Point annotation records:
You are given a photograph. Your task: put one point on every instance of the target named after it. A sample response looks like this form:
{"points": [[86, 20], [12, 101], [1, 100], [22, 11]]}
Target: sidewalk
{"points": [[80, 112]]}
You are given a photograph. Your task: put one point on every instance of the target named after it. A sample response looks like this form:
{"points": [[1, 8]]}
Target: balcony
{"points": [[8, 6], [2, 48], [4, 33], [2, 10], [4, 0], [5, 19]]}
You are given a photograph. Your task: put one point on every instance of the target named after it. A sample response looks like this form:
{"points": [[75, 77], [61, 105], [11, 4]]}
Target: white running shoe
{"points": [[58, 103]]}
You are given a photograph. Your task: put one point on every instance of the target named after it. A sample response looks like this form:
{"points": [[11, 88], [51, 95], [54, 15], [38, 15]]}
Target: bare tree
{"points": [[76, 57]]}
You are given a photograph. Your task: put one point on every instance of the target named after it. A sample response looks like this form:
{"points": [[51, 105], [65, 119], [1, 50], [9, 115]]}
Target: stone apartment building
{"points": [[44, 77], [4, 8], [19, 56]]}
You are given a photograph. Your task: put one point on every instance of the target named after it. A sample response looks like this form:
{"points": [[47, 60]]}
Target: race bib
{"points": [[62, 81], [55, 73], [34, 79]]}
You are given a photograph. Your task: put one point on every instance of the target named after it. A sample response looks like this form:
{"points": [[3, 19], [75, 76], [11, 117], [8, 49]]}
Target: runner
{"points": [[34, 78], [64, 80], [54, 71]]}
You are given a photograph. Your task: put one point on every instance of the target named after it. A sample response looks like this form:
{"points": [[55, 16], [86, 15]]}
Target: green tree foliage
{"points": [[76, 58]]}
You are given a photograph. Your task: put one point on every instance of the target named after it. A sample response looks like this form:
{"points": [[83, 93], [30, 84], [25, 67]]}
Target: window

**What is expected:** Copy out every line of the records above, word for word.

**Correct answer:**
You are given a photograph. Your task: put one point on every instance of the target named after it. A sample response looks like this form:
{"points": [[86, 20], [12, 101], [1, 100], [22, 11]]}
Target: sidewalk
{"points": [[80, 112]]}
You are given a photograph. Your task: put one point on every instance of the target named after it. A sample response looks like this form:
{"points": [[1, 8]]}
Target: balcony
{"points": [[8, 6], [2, 48], [4, 33], [2, 10], [4, 0], [5, 19]]}
You are given a photograph. Your task: put one point on every instance of the target named after it. A sample response looks like this form:
{"points": [[75, 77], [61, 105], [11, 4]]}
Target: white running shoe
{"points": [[58, 103]]}
You are given a photograph. Your task: put one point on every instance of the target named after it. A sample response looks like this form:
{"points": [[11, 88], [51, 95], [54, 15], [38, 15]]}
Target: bare tree
{"points": [[76, 57]]}
You are given a photograph. Your task: put one point on every instance of the target named after it. A sample response looks like this form:
{"points": [[51, 105], [65, 119], [1, 50], [9, 115]]}
Target: stone apartment building
{"points": [[44, 77], [4, 8], [19, 56]]}
You are given a photograph. Your task: put one point on every instance of the target named after it. A sample response looks like this form:
{"points": [[47, 60]]}
Target: race bib
{"points": [[62, 81], [55, 73], [34, 79]]}
You are given a photograph. Your task: put one point on every instance of the target named after it. A sample response looks like this form:
{"points": [[3, 19], [75, 76], [11, 117], [8, 49]]}
Target: runner
{"points": [[34, 78], [64, 80], [54, 71]]}
You are given a photograph. Your task: put one point on every instance of the target named after it. A sample response looks like this form:
{"points": [[55, 16], [86, 15]]}
Target: green tree foliage
{"points": [[76, 58]]}
You are given a photograph. Your task: put one point on every instance of the target named after it. A sample response looks like this form:
{"points": [[83, 93], [30, 84], [25, 67]]}
Target: window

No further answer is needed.